Excerpted text -
++++++++
When she was 17 and her failure was raw, it was painful for Ally to be told that her defeat would make her stronger. “It was bullshit for me. In retrospect, it’s true, but it sounded like such a cliché. What made the pain go away was the passing of time, while I focused on other things and found other interests.” And now that her new identity as a businesswoman, wife, and mother has solidified, one of those interests is going to ballet performances, where she loves what she sees, hears, and feels.
* Name has been changed.
Carlin Flora is a science writer and the author of Friendfluence.
Coping When Crushed
Behold With Wonder. What is the wrong way to deal with failure when you’re in its grip? “Freezing in place,” says Steven Hayes at the University of Nevada, “or, conversely, running around chaotically.” Other behaviors shown to be counter-productive include avoiding your emotions, harshly judging your thoughts, rehashing the past, fearfully anticipating the future, and acting impulsively. The right way to cope, he says, is to accept your thoughts and feelings and view them with curiosity. At the same time, think consciously about what you really care about in life, and how you want to be in the world. Then, organize your behavior around those values you’ve identified as dear.
++++++++
Stored data -
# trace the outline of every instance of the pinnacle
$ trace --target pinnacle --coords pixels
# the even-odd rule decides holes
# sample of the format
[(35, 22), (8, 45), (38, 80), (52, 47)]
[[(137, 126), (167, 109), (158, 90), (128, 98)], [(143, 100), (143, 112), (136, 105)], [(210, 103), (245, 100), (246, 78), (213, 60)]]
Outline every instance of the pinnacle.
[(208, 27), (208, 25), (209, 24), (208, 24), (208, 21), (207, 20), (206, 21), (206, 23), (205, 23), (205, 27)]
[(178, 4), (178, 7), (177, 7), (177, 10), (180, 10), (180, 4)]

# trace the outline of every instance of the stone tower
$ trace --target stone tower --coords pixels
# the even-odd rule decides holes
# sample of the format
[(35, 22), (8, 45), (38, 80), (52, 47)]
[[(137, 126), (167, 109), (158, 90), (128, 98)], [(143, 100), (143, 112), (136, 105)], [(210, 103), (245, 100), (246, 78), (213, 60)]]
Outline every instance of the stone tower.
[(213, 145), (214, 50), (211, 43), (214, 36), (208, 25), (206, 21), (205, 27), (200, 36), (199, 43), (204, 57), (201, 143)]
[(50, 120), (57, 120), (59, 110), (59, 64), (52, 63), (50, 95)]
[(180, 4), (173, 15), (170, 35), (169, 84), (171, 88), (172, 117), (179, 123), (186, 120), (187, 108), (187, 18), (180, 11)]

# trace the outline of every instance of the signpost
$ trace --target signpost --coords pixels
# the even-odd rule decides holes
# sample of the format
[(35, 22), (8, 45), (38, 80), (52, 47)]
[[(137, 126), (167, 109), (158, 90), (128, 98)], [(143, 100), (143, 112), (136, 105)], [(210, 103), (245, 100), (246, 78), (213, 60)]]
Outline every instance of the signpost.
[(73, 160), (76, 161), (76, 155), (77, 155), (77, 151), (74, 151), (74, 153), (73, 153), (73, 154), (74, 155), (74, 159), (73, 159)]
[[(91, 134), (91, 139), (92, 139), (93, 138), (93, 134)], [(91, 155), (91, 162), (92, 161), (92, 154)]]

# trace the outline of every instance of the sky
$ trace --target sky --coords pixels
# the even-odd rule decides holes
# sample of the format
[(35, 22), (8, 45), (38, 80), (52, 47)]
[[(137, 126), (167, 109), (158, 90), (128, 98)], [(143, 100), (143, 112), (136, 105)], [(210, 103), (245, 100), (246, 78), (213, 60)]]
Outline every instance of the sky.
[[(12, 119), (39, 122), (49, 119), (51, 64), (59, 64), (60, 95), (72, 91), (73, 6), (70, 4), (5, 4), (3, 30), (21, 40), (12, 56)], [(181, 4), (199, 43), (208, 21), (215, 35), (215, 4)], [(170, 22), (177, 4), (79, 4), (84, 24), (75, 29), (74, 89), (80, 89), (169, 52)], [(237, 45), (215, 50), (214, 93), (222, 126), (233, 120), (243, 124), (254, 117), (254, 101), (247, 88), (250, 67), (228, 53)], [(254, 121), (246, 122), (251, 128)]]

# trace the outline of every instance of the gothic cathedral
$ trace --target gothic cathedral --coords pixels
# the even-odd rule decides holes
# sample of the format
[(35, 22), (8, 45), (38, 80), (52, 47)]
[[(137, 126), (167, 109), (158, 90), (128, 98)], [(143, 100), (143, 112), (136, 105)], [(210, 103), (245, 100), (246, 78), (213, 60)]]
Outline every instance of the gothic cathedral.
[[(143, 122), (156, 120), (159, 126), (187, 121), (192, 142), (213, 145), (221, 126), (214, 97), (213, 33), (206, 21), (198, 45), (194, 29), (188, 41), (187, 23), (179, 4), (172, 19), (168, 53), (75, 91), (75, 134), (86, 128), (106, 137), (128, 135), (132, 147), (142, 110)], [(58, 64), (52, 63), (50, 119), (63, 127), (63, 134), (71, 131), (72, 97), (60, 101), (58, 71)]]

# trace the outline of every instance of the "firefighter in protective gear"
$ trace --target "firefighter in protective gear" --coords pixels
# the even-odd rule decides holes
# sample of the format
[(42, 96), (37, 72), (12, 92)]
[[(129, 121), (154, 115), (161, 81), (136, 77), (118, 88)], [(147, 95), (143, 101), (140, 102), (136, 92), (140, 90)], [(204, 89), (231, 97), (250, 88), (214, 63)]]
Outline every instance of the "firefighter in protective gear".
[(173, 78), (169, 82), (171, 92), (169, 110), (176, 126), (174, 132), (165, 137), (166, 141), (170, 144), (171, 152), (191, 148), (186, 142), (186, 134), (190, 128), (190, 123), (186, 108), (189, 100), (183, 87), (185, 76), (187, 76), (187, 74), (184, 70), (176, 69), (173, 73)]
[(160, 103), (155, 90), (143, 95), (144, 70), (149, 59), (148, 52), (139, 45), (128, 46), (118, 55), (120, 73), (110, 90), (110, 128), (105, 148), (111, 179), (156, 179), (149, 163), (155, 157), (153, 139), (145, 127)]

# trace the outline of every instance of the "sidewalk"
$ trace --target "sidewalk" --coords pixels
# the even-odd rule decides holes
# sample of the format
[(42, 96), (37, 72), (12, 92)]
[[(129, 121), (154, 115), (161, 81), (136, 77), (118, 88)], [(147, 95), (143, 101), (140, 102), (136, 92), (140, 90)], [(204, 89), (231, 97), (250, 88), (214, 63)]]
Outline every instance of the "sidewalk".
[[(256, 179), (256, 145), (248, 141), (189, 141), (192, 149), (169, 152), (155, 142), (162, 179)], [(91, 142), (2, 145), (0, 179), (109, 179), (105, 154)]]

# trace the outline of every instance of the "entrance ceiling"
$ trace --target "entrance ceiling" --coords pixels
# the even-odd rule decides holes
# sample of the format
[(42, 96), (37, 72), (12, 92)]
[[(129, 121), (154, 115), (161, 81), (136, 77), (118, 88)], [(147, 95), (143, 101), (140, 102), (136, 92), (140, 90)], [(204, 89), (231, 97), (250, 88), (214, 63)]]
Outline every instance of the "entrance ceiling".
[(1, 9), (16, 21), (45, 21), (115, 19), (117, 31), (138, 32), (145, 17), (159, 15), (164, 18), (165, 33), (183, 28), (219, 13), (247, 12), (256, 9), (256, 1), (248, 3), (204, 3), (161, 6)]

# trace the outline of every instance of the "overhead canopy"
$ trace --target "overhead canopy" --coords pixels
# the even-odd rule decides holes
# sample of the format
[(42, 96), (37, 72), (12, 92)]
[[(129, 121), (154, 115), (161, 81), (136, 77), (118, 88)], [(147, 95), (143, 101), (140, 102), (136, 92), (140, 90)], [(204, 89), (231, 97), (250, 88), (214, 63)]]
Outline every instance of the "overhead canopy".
++++++++
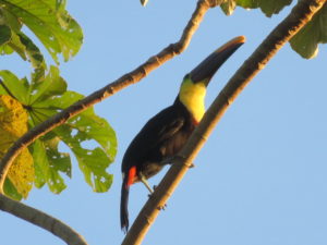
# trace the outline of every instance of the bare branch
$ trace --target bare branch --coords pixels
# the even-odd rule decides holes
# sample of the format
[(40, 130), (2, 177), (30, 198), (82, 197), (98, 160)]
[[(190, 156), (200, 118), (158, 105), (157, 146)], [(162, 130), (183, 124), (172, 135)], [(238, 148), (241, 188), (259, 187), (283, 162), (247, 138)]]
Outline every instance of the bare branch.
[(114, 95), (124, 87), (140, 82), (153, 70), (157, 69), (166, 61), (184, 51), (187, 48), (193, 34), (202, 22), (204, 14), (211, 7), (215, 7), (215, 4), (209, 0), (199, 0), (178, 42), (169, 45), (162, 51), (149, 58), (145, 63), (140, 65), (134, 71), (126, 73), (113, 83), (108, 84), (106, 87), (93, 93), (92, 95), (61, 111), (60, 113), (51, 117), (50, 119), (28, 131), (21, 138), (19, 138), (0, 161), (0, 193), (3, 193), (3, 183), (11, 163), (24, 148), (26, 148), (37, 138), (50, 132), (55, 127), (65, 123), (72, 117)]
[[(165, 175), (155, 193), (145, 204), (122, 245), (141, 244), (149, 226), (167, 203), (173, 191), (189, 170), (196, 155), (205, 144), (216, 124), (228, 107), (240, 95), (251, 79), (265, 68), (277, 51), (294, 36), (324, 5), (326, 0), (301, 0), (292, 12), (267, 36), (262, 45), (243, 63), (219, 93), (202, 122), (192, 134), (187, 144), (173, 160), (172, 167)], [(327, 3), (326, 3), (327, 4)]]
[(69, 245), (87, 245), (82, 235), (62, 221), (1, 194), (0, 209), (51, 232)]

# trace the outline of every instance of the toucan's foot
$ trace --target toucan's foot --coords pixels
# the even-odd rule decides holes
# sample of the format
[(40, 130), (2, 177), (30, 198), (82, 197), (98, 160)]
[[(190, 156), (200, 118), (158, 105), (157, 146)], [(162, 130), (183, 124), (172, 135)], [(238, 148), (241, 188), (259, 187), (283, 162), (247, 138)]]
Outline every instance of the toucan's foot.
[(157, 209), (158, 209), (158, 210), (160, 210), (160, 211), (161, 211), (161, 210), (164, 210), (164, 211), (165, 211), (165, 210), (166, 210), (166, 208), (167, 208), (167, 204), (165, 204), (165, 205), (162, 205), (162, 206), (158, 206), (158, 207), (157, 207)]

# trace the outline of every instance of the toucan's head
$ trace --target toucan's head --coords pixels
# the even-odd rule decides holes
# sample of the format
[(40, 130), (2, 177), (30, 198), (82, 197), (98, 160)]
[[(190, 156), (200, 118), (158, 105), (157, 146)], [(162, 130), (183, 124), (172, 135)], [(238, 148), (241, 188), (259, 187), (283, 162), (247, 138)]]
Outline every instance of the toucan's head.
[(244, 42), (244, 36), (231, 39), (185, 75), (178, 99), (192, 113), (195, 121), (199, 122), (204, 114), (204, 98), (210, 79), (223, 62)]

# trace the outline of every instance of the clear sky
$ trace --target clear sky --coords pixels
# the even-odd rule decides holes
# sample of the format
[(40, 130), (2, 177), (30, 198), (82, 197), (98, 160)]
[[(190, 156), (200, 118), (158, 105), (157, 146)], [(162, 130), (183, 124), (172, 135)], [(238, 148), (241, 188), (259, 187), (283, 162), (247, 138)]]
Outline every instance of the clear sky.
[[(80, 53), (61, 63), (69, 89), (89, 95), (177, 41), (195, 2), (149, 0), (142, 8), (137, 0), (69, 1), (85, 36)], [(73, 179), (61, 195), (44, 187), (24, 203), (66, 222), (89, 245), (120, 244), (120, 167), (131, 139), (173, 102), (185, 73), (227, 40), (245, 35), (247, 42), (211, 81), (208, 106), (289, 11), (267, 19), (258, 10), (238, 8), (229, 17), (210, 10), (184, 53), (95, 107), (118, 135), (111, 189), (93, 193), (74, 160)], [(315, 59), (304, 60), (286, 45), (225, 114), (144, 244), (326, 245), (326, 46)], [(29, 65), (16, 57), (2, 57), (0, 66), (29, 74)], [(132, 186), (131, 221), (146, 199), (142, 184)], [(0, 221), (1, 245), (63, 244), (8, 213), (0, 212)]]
++++++++
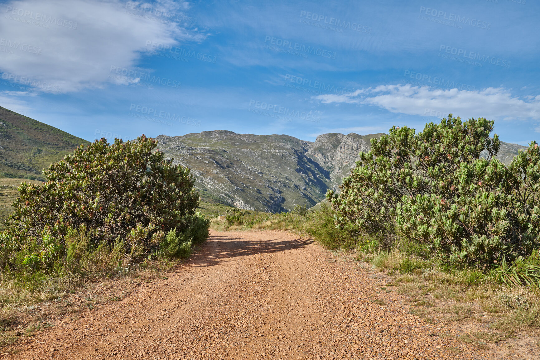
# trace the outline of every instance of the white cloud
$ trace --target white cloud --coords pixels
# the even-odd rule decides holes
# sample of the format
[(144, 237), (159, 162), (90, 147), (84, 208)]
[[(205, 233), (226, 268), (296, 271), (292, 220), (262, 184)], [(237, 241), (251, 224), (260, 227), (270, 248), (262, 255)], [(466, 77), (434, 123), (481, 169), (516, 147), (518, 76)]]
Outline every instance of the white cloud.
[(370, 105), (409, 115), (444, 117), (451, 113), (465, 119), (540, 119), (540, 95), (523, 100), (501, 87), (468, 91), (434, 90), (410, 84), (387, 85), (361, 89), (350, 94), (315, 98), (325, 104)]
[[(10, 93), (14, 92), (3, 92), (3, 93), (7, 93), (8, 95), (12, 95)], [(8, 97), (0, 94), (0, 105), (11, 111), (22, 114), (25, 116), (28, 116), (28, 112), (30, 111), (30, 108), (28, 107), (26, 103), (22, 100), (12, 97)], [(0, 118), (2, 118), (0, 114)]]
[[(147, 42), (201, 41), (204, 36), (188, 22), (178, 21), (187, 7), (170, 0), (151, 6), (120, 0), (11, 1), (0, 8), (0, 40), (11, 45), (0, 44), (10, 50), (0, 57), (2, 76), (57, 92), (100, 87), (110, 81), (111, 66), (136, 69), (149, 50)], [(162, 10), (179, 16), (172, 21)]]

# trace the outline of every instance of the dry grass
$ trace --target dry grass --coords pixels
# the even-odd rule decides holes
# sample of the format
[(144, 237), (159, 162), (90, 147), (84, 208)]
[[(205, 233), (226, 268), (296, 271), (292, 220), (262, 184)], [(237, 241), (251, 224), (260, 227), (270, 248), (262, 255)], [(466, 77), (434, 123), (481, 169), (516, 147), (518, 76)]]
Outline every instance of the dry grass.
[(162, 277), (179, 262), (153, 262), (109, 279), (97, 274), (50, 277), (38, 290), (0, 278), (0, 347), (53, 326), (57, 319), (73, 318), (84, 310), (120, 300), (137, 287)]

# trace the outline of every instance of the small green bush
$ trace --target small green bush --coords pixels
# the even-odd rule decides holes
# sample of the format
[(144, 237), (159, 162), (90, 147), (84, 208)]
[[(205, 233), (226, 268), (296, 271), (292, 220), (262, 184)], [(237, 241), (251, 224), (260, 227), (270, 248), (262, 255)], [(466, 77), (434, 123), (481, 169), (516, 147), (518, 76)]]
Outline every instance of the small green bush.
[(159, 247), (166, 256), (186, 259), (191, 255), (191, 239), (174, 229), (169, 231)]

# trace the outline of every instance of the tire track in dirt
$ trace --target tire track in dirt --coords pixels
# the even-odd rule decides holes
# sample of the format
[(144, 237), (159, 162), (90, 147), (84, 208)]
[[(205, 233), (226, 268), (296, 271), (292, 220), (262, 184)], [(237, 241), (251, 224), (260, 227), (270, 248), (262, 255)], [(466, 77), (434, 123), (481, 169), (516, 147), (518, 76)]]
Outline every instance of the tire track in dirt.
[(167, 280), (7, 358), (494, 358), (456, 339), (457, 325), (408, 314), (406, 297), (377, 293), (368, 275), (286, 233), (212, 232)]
++++++++
Questions to answer -
[1] Translate this sentence from the failure excerpt into Spanish: "Then, organize your behavior around those values you’ve identified as dear."
[2] Repeat the part of the failure excerpt from "Carlin Flora is" up to and including "identified as dear.".
Rely only on the failure excerpt, not the entries.

Solutions to the tasks -
[1] Luego, organiza tu comportamiento en torno a esos valores que has identificado como preciados.

[2]
Carlin Flora is a science writer and the author of Friendfluence.
Coping When Crushed
Behold With Wonder. What is the wrong way to deal with failure when you’re in its grip? “Freezing in place,” says Steven Hayes at the University of Nevada, “or, conversely, running around chaotically.” Other behaviors shown to be counter-productive include avoiding your emotions, harshly judging your thoughts, rehashing the past, fearfully anticipating the future, and acting impulsively. The right way to cope, he says, is to accept your thoughts and feelings and view them with curiosity. At the same time, think consciously about what you really care about in life, and how you want to be in the world. Then, organize your behavior around those values you’ve identified as dear.